▶ What you will do: Please locate each line in the material below that contains the word "door" and copy those lines.

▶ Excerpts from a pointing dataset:
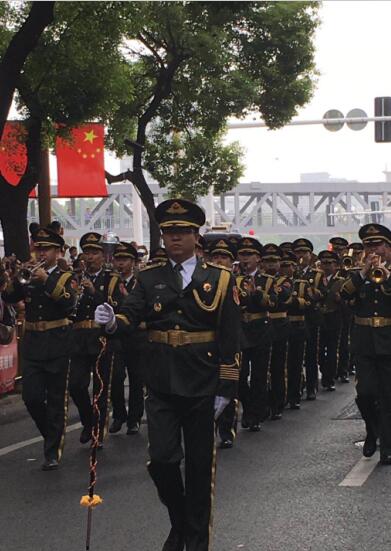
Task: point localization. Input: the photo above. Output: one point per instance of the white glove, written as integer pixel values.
(104, 315)
(221, 402)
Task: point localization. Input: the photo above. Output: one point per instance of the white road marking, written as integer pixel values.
(19, 445)
(361, 471)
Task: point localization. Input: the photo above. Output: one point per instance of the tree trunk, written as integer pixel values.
(13, 217)
(146, 198)
(22, 43)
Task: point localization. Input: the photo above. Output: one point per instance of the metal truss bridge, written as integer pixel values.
(280, 210)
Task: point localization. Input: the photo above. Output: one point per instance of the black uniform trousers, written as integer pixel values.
(296, 353)
(228, 421)
(189, 503)
(312, 358)
(329, 343)
(124, 363)
(80, 377)
(374, 396)
(46, 398)
(253, 383)
(278, 376)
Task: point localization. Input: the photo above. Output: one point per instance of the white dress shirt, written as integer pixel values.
(188, 267)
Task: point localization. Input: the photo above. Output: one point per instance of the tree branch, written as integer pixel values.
(151, 49)
(22, 43)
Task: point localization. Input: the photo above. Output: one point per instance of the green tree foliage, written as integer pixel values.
(167, 76)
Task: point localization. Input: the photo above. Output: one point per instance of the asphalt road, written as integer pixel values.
(277, 490)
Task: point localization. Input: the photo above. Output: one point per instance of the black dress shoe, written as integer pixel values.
(133, 428)
(85, 435)
(369, 447)
(174, 542)
(226, 444)
(255, 427)
(245, 423)
(116, 426)
(50, 465)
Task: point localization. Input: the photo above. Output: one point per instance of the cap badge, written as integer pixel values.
(176, 208)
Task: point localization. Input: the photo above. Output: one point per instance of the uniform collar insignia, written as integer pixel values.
(92, 237)
(372, 230)
(176, 208)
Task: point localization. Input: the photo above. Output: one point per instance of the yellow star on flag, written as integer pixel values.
(90, 136)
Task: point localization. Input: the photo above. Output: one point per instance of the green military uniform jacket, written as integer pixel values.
(371, 304)
(255, 323)
(107, 289)
(209, 303)
(48, 302)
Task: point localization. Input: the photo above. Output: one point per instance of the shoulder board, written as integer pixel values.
(217, 266)
(151, 266)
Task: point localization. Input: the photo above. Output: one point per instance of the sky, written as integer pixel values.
(352, 57)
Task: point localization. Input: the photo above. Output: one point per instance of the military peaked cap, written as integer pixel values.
(222, 246)
(125, 249)
(91, 240)
(249, 245)
(45, 237)
(302, 244)
(339, 241)
(374, 233)
(179, 213)
(328, 255)
(288, 257)
(272, 251)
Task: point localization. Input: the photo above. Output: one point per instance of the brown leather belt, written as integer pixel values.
(45, 325)
(278, 315)
(247, 316)
(296, 318)
(86, 324)
(376, 321)
(175, 337)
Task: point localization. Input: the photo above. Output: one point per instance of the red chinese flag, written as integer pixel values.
(13, 153)
(80, 163)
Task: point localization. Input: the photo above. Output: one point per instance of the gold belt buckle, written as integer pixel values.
(175, 338)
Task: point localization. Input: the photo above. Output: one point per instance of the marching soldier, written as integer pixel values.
(223, 253)
(303, 250)
(369, 289)
(280, 327)
(257, 296)
(49, 300)
(127, 357)
(331, 328)
(339, 245)
(97, 286)
(297, 305)
(191, 367)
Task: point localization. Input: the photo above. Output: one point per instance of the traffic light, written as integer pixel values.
(383, 129)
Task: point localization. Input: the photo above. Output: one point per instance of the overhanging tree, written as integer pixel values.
(197, 63)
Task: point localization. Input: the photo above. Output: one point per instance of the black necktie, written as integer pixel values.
(177, 270)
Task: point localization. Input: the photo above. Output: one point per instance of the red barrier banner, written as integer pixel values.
(8, 365)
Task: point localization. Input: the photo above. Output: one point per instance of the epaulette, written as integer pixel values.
(215, 266)
(157, 265)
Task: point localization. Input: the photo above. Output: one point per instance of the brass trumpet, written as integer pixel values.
(378, 274)
(24, 275)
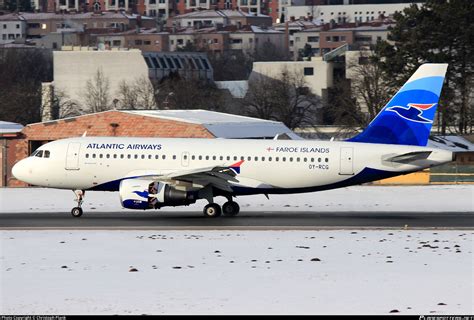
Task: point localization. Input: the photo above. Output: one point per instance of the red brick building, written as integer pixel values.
(149, 123)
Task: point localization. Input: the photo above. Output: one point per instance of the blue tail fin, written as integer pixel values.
(407, 118)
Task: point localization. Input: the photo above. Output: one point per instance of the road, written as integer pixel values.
(245, 220)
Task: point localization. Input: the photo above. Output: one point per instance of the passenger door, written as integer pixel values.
(346, 161)
(185, 159)
(72, 157)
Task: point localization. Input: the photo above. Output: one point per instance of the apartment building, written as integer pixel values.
(343, 12)
(145, 40)
(12, 27)
(219, 18)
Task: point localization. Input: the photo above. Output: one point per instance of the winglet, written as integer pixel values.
(236, 166)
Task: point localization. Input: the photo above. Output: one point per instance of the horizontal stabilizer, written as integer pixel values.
(410, 157)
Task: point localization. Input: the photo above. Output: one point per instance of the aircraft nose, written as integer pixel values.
(19, 170)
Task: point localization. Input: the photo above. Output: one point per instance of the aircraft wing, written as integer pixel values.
(217, 176)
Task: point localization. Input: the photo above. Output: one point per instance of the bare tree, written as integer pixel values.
(22, 70)
(63, 106)
(368, 85)
(136, 95)
(285, 98)
(97, 92)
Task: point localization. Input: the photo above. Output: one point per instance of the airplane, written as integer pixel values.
(151, 173)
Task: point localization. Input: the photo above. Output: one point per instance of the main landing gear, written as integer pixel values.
(229, 209)
(77, 211)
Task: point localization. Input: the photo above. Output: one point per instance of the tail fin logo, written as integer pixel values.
(236, 166)
(413, 111)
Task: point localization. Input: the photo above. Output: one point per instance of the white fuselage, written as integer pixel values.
(269, 166)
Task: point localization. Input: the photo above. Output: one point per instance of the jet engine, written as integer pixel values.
(146, 194)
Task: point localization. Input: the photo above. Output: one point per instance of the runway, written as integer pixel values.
(244, 221)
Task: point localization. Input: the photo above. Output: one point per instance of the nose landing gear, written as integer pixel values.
(77, 211)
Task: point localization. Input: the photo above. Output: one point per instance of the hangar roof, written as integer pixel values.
(9, 127)
(223, 125)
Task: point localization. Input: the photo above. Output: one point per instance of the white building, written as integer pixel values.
(12, 27)
(73, 68)
(345, 13)
(158, 8)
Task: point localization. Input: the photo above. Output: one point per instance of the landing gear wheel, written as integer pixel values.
(230, 208)
(76, 212)
(212, 210)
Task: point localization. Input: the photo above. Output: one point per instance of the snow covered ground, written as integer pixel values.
(237, 272)
(451, 198)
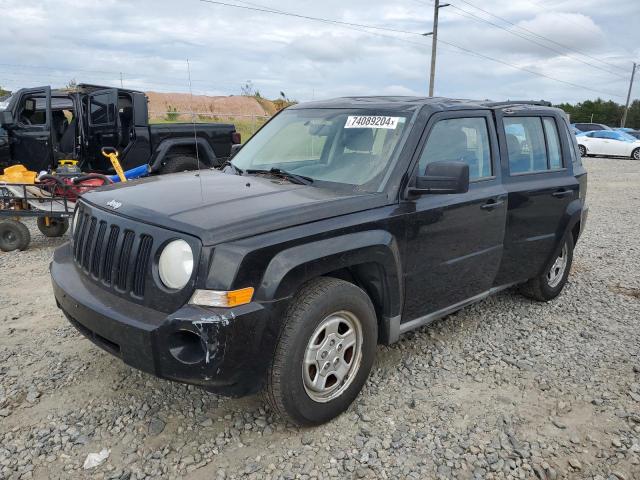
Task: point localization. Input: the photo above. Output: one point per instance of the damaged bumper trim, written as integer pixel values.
(225, 350)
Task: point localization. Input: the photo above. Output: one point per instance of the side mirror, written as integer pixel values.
(6, 118)
(443, 178)
(235, 148)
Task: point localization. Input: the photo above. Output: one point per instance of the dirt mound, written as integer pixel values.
(162, 103)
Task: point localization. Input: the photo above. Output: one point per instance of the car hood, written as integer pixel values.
(218, 207)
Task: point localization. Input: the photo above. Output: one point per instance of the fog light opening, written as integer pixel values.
(186, 347)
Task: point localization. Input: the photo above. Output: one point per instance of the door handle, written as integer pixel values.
(562, 193)
(491, 204)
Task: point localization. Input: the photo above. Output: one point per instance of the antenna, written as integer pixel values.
(195, 134)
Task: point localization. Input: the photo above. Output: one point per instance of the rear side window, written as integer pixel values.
(460, 139)
(553, 143)
(533, 144)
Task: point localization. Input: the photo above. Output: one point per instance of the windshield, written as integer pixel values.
(345, 147)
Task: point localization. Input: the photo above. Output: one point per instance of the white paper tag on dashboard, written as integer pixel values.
(366, 121)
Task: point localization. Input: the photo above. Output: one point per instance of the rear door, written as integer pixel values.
(454, 242)
(31, 131)
(103, 130)
(539, 179)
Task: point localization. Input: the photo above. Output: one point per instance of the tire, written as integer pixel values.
(324, 311)
(549, 285)
(14, 235)
(583, 150)
(56, 228)
(179, 163)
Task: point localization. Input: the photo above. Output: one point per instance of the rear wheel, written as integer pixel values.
(179, 163)
(325, 352)
(583, 150)
(14, 235)
(548, 286)
(56, 227)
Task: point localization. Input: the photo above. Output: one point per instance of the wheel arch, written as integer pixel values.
(569, 226)
(369, 260)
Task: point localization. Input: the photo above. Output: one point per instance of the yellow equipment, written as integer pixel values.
(112, 154)
(18, 174)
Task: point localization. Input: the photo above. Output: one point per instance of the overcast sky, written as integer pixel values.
(50, 42)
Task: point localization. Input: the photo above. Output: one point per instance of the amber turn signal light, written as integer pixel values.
(220, 298)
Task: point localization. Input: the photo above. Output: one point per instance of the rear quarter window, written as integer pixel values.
(533, 144)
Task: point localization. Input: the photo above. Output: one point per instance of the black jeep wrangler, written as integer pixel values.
(40, 126)
(341, 224)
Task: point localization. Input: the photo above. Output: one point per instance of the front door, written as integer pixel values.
(454, 242)
(540, 183)
(31, 130)
(102, 116)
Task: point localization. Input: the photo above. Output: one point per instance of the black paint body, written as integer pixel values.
(418, 257)
(38, 147)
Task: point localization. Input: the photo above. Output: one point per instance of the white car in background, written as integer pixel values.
(609, 143)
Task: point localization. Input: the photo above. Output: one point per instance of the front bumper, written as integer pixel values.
(226, 351)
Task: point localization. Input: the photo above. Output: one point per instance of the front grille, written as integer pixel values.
(117, 253)
(118, 257)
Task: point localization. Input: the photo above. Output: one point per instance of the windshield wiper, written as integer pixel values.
(229, 163)
(295, 178)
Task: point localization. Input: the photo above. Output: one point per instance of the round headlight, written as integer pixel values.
(176, 264)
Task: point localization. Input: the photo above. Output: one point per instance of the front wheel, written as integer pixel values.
(548, 286)
(583, 150)
(325, 351)
(14, 235)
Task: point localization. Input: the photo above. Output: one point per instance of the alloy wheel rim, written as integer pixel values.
(332, 357)
(556, 272)
(9, 237)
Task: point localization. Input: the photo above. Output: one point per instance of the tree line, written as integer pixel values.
(600, 111)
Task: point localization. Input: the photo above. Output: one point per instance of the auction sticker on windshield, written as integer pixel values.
(364, 121)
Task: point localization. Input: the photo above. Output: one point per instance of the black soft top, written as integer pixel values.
(402, 103)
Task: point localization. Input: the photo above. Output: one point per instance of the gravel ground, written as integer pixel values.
(507, 388)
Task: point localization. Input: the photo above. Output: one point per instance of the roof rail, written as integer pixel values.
(541, 103)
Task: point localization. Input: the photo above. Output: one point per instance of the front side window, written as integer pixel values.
(533, 144)
(102, 109)
(33, 110)
(460, 139)
(348, 148)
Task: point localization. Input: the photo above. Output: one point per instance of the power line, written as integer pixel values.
(307, 17)
(352, 26)
(571, 84)
(459, 48)
(546, 7)
(541, 36)
(468, 14)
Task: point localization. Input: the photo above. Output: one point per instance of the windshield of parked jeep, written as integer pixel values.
(353, 148)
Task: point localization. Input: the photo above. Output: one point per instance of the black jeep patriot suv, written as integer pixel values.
(339, 225)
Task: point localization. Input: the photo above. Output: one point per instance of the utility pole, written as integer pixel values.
(626, 108)
(434, 44)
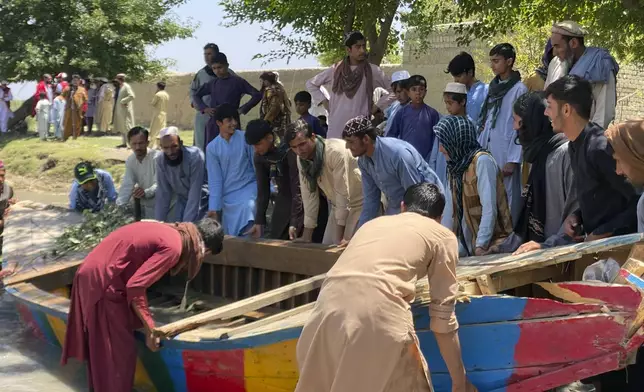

▶ Result of the task:
Task: point localization. Input: the photo above. Output: one point per instance of the passenger door, written as integer pixel values.
Task: point localization. Input: the photo above. Output: one point per instance of the door handle, written as integer pixel values.
Task: point localization. Input: the photo above. Output: one point per instance of the rear door, written as integer pixel values.
Task: point localization. Input: the photo above. Output: one point per instance of the front door, written as integer pixel values.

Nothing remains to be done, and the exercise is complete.